• [DO THIS]: Return the records, each one exactly as written.

##### RECORD EXCERPTS #####

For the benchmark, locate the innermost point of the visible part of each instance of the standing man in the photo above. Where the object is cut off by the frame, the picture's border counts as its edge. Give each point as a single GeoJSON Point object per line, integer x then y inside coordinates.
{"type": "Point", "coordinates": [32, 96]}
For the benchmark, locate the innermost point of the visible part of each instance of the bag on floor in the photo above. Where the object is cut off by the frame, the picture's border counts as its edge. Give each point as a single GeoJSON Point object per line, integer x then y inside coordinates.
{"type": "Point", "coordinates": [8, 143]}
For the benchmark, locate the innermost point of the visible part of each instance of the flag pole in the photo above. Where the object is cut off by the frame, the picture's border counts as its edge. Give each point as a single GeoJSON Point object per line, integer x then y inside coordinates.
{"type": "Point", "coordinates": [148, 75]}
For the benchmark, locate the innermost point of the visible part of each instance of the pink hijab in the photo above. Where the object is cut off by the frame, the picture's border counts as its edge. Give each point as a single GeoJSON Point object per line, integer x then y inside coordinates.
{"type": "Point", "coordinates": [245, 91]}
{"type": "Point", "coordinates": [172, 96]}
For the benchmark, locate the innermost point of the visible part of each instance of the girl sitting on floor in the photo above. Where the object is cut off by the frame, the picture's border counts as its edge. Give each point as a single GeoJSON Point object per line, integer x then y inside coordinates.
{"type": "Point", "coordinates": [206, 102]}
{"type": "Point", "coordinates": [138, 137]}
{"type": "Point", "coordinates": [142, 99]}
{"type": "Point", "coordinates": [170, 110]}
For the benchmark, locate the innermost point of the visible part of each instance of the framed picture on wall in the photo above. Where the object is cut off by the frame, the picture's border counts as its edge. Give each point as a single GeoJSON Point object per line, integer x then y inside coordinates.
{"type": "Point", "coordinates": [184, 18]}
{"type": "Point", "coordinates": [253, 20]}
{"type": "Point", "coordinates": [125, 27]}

#####

• [EXERCISE SOLUTION]:
For the benchmark, locate the innermost point of the visible part of each instance of the standing man in the photo above. Where the object is cut off by the frame, the picture's border counts as its edge. Give each point as a single GeoJSON Point object per line, integer x then y inside coordinates.
{"type": "Point", "coordinates": [32, 96]}
For the benchmark, locate the innermost point of the visible part of each instance of the bag on floor in the photo above. Where the object is cut off by the frame, the picture's border counts as its edge. Give each point as a single GeoJSON Point object per line, integer x then y inside coordinates.
{"type": "Point", "coordinates": [8, 143]}
For the benchmark, locate the innermost point of the visible part of each instance of the flag pole in the photo above. Where the object is cut off by the frame, the picture's border counts as its edge. Give each point as a single GeoJSON Point object per line, integer x then y inside coordinates.
{"type": "Point", "coordinates": [148, 75]}
For the benchmark, locate the innermost point of the visible part of each instance of the pink hijab in the photo above. Where the object is cut off by the frame, the picture's border counts as its edge. Give each point as a single GeoJSON Point object per line, integer x then y inside coordinates.
{"type": "Point", "coordinates": [245, 91]}
{"type": "Point", "coordinates": [172, 96]}
For the benchmark, locate the innermost point of the visible part of each instance of the girl sitting on floor in the photo above. Where the object is cut off by the frame, the picture's border counts as its edge. Give each point as a single GeoJSON Point object per line, integer x then y inside coordinates.
{"type": "Point", "coordinates": [206, 102]}
{"type": "Point", "coordinates": [138, 137]}
{"type": "Point", "coordinates": [142, 99]}
{"type": "Point", "coordinates": [170, 110]}
For the benchmark, locate the innermost point of the visible part of each instance of the framed picture on wall in the photo above. Where the object is cut off by the frame, the picture's border counts as its edge. Give each point as a single GeoJSON Point object per line, integer x then y inside coordinates.
{"type": "Point", "coordinates": [184, 18]}
{"type": "Point", "coordinates": [253, 20]}
{"type": "Point", "coordinates": [125, 27]}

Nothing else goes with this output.